(Labeled-object pointing entries)
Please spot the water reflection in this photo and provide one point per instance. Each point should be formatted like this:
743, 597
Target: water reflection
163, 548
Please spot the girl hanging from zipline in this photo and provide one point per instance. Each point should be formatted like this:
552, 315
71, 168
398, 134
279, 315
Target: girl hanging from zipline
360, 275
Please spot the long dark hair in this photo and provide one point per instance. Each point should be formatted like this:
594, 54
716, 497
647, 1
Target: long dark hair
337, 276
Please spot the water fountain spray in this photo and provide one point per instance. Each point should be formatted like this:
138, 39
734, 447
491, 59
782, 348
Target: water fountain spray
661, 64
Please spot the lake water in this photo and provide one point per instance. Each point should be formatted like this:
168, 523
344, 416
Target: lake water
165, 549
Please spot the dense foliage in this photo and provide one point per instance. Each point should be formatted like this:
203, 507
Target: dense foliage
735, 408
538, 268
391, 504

Problem requirements – Give again only the lines of the material above that run from the one with "Please spot the girl" through the end, both included, exactly as they appear.

Answer to this exercise –
Please spot the girl hanging from zipline in this photo and provide one point per instance. Each point should be formatted like this:
552, 315
71, 168
398, 134
279, 315
Target: girl hanging from zipline
360, 275
Please spot the long dark hair in this photo and provide one point per instance. Each point should be formatted like this:
594, 54
716, 497
647, 1
Target: long dark hair
337, 276
Please spot the water fountain spray in this photo and provide one point per instance. Each point should be formatted like this:
138, 39
734, 447
491, 59
782, 348
Target: water fountain spray
661, 64
Please spot the lake water in this photo and provide one point per instance. Each point should be formatted like this:
168, 523
344, 416
Target: lake water
165, 549
Please spot the dense foliage in this photo and provide one point per instance. Each point should be formatted like this:
203, 507
Target: dense foliage
735, 408
538, 268
391, 504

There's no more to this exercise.